• _The task_
Reproduce the TensorFlow notebook text word for word, starting with "#### Encoder" and going on through "in Tensorflow 2.0.".

** begin Page text **

Instructions for updating:
Colocations handled automatically by placer.


#### Placeholders

In [19]:
keep_prob = tf.placeholder(tf.float32)

In [20]:
input_ids = tf.placeholder(tf.int32, (None, MAX_SEQ_LEN))
input_lens = tf.placeholder(tf.int32, (None, ))

In [21]:
y_placeholder = tf.placeholder(tf.int32, (None,))

#### Tensorflow Graphs

In [22]:
input_emb = tf.nn.embedding_lookup(en_word_emb_matrix, input_ids)

In [23]:
input_emb.shape

TensorShape([Dimension(None), Dimension(50), Dimension(300)])

#### Encoder

##### RNN Units

In [24]:
encoder_cell = tf.nn.rnn_cell.GRUCell(128)
encoder_cell = DropoutWrapper(encoder_cell, output_keep_prob=keep_prob)

Instructions for updating:
This class is equivalent as tf.keras.layers.GRUCell, and will be replaced by that in Tensorflow 2.0.

** end Page text **
** begin Source data **

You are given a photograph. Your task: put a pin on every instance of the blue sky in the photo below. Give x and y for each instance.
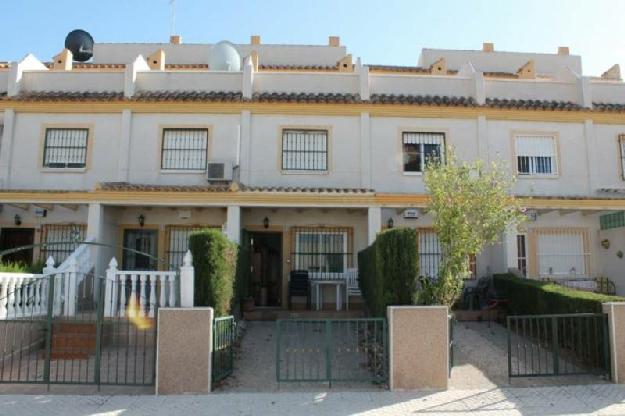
(381, 32)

** end Source data **

• _Written solution_
#### Encoder

##### RNN Units

In [24]:
encoder_cell = tf.nn.rnn_cell.GRUCell(128)
encoder_cell = DropoutWrapper(encoder_cell, output_keep_prob=keep_prob)

Instructions for updating:
This class is equivalent as tf.keras.layers.GRUCell, and will be replaced by that in Tensorflow 2.0.